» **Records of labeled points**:
((

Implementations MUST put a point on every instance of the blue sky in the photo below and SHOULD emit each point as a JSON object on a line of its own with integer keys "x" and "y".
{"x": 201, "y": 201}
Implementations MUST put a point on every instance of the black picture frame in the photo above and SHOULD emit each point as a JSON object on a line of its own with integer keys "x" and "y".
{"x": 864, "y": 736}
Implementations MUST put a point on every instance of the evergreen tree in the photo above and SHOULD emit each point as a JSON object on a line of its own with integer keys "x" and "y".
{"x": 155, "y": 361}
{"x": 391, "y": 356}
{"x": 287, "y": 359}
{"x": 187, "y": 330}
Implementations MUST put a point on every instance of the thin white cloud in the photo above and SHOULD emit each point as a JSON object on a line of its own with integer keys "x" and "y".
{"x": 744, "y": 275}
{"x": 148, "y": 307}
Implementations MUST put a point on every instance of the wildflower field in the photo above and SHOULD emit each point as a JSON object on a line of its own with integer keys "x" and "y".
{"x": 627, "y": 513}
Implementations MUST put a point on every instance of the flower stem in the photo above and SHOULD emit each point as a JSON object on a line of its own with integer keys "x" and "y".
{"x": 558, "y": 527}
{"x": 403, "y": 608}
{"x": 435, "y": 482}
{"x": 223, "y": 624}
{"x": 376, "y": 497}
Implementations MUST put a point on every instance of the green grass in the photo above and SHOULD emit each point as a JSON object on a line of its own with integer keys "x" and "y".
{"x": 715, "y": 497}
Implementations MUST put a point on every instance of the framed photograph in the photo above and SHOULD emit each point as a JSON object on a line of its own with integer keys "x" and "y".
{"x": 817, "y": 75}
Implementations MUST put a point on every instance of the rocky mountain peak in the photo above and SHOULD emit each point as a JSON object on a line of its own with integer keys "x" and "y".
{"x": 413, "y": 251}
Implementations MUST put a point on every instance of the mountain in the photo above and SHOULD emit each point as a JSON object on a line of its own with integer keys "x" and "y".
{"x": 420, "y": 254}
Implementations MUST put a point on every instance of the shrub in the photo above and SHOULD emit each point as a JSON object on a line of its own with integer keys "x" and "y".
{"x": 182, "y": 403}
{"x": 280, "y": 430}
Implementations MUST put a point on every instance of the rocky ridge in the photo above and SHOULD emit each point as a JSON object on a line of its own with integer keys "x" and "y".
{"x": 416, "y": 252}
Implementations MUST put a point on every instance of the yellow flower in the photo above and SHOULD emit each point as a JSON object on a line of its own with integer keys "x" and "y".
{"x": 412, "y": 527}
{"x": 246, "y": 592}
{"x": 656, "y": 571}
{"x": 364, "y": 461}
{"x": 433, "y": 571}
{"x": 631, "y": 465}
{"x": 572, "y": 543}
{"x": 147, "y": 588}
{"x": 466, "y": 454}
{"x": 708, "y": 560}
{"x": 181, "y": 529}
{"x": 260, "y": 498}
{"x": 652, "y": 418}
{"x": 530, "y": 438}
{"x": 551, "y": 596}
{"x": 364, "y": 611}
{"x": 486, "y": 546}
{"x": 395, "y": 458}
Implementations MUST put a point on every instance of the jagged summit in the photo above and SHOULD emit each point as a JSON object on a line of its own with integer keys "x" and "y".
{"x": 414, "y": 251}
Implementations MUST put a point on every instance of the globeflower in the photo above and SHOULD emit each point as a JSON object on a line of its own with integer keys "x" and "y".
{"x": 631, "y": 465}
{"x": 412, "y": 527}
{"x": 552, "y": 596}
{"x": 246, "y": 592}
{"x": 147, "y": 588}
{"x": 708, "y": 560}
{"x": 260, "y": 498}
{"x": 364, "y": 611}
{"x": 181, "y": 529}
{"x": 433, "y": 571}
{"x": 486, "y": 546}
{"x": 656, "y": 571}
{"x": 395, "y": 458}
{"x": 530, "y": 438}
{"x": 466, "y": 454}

))

» **Given exercise**: Please copy every line of the material above without changing anything.

» **Result of this exercise**:
Implementations MUST put a point on every instance of the blue sky in the photo below and SHOULD emit each point as a JSON object on a line of its own with integer keys "x" and "y".
{"x": 201, "y": 201}
Implementations MUST put a point on every instance of the black picture frame in the photo above and SHOULD emit each point as a JSON object on a line of its own with integer keys "x" and "y".
{"x": 864, "y": 736}
Implementations MUST put a point on every instance of the evergreen tree in the photo above and SHOULD emit each point as a JSON object on a line of its own with integer keys "x" and "y".
{"x": 155, "y": 361}
{"x": 391, "y": 356}
{"x": 287, "y": 359}
{"x": 187, "y": 330}
Implementations MUST put a point on every instance of the thin white cloud in the photo above and SHOULD emit each point as a JSON object on a line of its own with integer keys "x" and "y".
{"x": 744, "y": 275}
{"x": 148, "y": 307}
Implementations MUST put a point on every instance of the wildflower field in the photo above and SHOULD emit each point as a JSON object on a line of its own with integer keys "x" and "y".
{"x": 627, "y": 513}
Implementations MUST put a point on every instance of the flower stem in the photo above and SHOULD emit each point as a JSON object on a line of its own with integer keys "x" and "y".
{"x": 558, "y": 527}
{"x": 403, "y": 608}
{"x": 435, "y": 482}
{"x": 223, "y": 624}
{"x": 376, "y": 497}
Implementations MUST put a point on every instance of the green grass in the photo above and SHOULD emit each point as a JSON object on a line of its own with integer keys "x" and "y".
{"x": 715, "y": 497}
Implementations MUST put a point on every instance of the framed photograph in the photo above and SHOULD emit each point as a JSON object on a line of its own with integer keys "x" and "y".
{"x": 817, "y": 75}
Implementations MUST put a point on every instance of the rocky mountain peak in the photo above and SHOULD emit each point as a JSON object on a line of its own with integer keys "x" and "y".
{"x": 413, "y": 251}
Implementations MUST put a point on every instance of the mountain in the photo above and SHOULD emit each point as a JSON object on a line of its own with integer keys "x" and "y".
{"x": 420, "y": 254}
Implementations MUST put a point on every instance of the shrub in the photo above and SHOULD emit each point as a JSON object on a line of its own with integer keys "x" and "y".
{"x": 182, "y": 403}
{"x": 280, "y": 430}
Implementations MUST put a point on every instance of the rocky ridge in the photo above and SHOULD emit each point as a JSON object on a line of its own with integer keys "x" and "y".
{"x": 416, "y": 252}
Implementations MUST put a point on every instance of the yellow flower in the photo above and SHOULD emit each point as a JSON object on a line of its own with integer keys "x" and "y".
{"x": 412, "y": 527}
{"x": 246, "y": 592}
{"x": 656, "y": 571}
{"x": 364, "y": 461}
{"x": 433, "y": 571}
{"x": 631, "y": 465}
{"x": 572, "y": 543}
{"x": 147, "y": 588}
{"x": 466, "y": 454}
{"x": 708, "y": 560}
{"x": 181, "y": 529}
{"x": 260, "y": 498}
{"x": 652, "y": 418}
{"x": 530, "y": 438}
{"x": 551, "y": 596}
{"x": 364, "y": 611}
{"x": 486, "y": 546}
{"x": 395, "y": 458}
Implementations MUST put a point on every instance of the jagged summit in the photo above and SHOULD emit each point as a JSON object on a line of its own with integer keys "x" and "y".
{"x": 414, "y": 251}
Implementations MUST put a point on every instance of the globeflower in the photo above and SHOULD emit each point as a JSON object on a line of its own with integer keys "x" and "y".
{"x": 631, "y": 465}
{"x": 412, "y": 527}
{"x": 552, "y": 596}
{"x": 246, "y": 592}
{"x": 147, "y": 588}
{"x": 708, "y": 560}
{"x": 260, "y": 498}
{"x": 364, "y": 611}
{"x": 181, "y": 529}
{"x": 433, "y": 571}
{"x": 486, "y": 546}
{"x": 656, "y": 571}
{"x": 395, "y": 458}
{"x": 530, "y": 438}
{"x": 466, "y": 454}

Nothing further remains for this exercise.